┏━━
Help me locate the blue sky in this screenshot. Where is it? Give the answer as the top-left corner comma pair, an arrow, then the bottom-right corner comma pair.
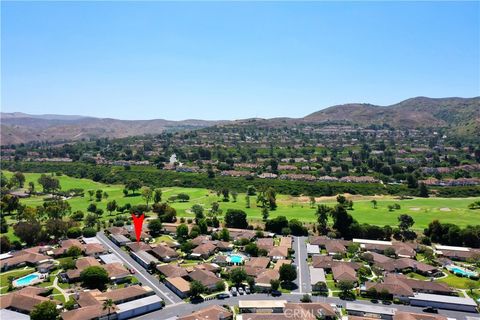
1,2 -> 480,120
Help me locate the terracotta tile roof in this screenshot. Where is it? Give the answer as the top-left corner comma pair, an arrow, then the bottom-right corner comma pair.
192,242 -> 217,255
255,269 -> 280,284
85,243 -> 107,256
60,304 -> 116,320
101,262 -> 130,279
325,241 -> 347,253
157,264 -> 188,277
284,302 -> 336,320
393,311 -> 448,320
256,238 -> 273,250
102,285 -> 152,303
279,237 -> 292,249
188,269 -> 222,287
126,241 -> 152,252
273,259 -> 292,270
268,247 -> 288,257
312,255 -> 361,270
0,287 -> 59,313
178,305 -> 233,320
191,235 -> 210,246
165,277 -> 190,293
332,263 -> 358,282
245,257 -> 270,269
150,245 -> 178,258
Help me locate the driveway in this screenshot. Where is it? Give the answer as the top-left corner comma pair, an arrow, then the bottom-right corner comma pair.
97,231 -> 184,305
131,294 -> 478,320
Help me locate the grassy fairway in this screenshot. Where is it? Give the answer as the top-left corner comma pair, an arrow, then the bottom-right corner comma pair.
1,172 -> 480,230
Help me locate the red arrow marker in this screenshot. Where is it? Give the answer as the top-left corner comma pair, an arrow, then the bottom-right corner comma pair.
132,213 -> 145,243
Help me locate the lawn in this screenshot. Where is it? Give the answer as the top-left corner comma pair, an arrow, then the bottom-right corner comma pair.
4,171 -> 480,232
0,268 -> 35,287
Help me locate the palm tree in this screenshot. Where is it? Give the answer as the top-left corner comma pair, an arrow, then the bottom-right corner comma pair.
103,299 -> 113,319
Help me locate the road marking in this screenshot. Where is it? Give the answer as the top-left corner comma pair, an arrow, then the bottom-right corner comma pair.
97,232 -> 175,304
297,237 -> 303,293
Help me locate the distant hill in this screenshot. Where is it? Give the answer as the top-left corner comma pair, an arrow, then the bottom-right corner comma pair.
0,97 -> 480,145
0,112 -> 222,145
303,97 -> 480,135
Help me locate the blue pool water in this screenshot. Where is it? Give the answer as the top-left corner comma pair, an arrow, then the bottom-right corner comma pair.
230,254 -> 243,263
450,268 -> 476,277
15,273 -> 39,287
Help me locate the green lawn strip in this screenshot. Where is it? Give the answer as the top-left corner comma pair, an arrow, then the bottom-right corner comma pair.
435,271 -> 480,289
0,268 -> 35,287
4,171 -> 480,235
407,272 -> 430,280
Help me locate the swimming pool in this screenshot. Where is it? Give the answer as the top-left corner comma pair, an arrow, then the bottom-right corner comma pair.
12,273 -> 40,287
450,267 -> 478,277
228,254 -> 245,264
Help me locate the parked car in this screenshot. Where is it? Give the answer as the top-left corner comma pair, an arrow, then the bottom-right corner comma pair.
271,290 -> 282,297
190,296 -> 205,304
423,307 -> 438,313
217,293 -> 230,300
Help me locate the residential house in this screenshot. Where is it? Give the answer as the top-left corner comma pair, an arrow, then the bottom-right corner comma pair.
157,264 -> 188,278
165,277 -> 190,299
188,269 -> 222,290
267,246 -> 288,261
0,287 -> 60,314
177,305 -> 233,320
150,245 -> 179,262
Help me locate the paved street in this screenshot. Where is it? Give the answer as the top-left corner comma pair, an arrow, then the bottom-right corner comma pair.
292,237 -> 312,293
135,294 -> 478,320
97,231 -> 184,305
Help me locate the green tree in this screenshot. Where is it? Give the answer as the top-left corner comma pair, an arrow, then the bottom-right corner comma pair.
279,264 -> 297,282
418,182 -> 428,198
230,268 -> 247,286
13,171 -> 25,188
148,219 -> 162,237
141,187 -> 153,211
177,223 -> 188,239
30,301 -> 60,320
125,178 -> 142,194
190,280 -> 207,297
153,188 -> 162,203
67,246 -> 82,259
262,206 -> 269,221
225,209 -> 248,229
338,280 -> 354,296
219,228 -> 230,241
107,200 -> 117,215
80,266 -> 110,290
102,299 -> 115,319
316,204 -> 332,234
270,279 -> 280,291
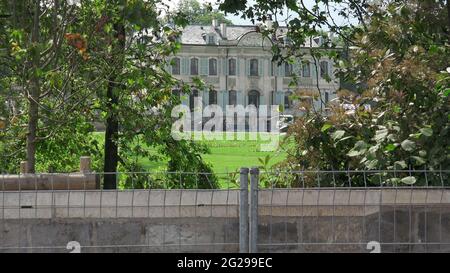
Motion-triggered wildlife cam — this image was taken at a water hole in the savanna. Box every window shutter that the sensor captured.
[222,90,229,110]
[259,95,266,105]
[180,58,187,75]
[328,60,334,79]
[275,91,284,105]
[258,59,265,77]
[223,58,230,75]
[180,93,189,106]
[199,58,209,75]
[203,89,209,107]
[216,91,224,107]
[236,91,244,105]
[293,59,302,77]
[245,60,250,77]
[277,64,284,77]
[310,63,318,82]
[220,58,228,75]
[236,58,241,76]
[183,57,191,75]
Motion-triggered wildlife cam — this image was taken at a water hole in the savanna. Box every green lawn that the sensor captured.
[96,133,286,174]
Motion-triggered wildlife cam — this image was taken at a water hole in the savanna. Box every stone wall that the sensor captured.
[0,188,450,252]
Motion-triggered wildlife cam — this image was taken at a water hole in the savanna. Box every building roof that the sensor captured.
[181,25,319,47]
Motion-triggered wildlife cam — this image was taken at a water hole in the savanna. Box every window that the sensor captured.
[302,63,311,78]
[228,59,236,76]
[172,58,180,75]
[172,89,181,98]
[191,58,198,75]
[208,34,216,45]
[209,90,217,105]
[248,90,259,108]
[320,61,328,78]
[284,63,292,77]
[209,59,217,76]
[189,89,198,112]
[284,91,292,109]
[228,90,237,106]
[250,59,259,76]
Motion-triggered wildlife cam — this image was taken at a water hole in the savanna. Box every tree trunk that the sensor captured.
[103,4,125,189]
[27,0,40,173]
[447,0,450,43]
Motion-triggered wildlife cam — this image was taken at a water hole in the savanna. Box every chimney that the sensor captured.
[220,23,227,39]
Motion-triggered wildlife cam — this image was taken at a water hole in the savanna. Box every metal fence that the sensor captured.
[0,168,450,253]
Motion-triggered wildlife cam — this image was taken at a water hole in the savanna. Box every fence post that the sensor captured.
[250,167,259,253]
[80,156,91,173]
[20,161,28,174]
[239,168,249,253]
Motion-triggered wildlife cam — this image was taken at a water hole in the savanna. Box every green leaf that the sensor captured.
[394,160,408,169]
[411,156,425,165]
[331,130,345,140]
[420,128,433,137]
[444,88,450,97]
[353,140,367,151]
[401,139,416,152]
[373,129,389,142]
[401,176,416,185]
[386,177,400,185]
[366,159,378,170]
[347,150,363,157]
[321,123,333,132]
[384,143,397,152]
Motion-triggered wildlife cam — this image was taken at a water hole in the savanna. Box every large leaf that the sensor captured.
[373,129,389,142]
[420,128,433,137]
[401,176,416,185]
[331,130,345,140]
[401,139,416,152]
[321,123,333,132]
[394,160,408,169]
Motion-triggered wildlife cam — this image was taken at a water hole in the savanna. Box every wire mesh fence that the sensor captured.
[0,168,450,252]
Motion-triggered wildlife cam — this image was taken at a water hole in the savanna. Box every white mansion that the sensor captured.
[169,20,339,118]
┗━━
Geben Sie die Zeilen zwischen der Zeile mit „large leaf that the sensor captured.“ und der Zeile mit „[0,168,450,252]“ (beide eingeschlossen) samt den Anweisungen erneut wieder, und zwar nur diese. Skalieren Sie dabei jede Koordinate der Rahmen in den Antworten mit dem Faktor 2,15, und runden Sie auf ganze Zahlen, wobei Hälften aufgerundet werden.

Motion-triggered wildlife cam — this image was taken at a water hole in the savanna. Box every large leaf that the sensor captured.
[802,277,836,305]
[903,275,931,295]
[862,378,894,398]
[712,280,742,301]
[862,299,894,327]
[690,264,716,284]
[847,344,877,363]
Motion-triggered wildlife cam — this image was taken at a water hole in the savanna. Box every wire mesh fence that the sensor captured.
[0,361,968,542]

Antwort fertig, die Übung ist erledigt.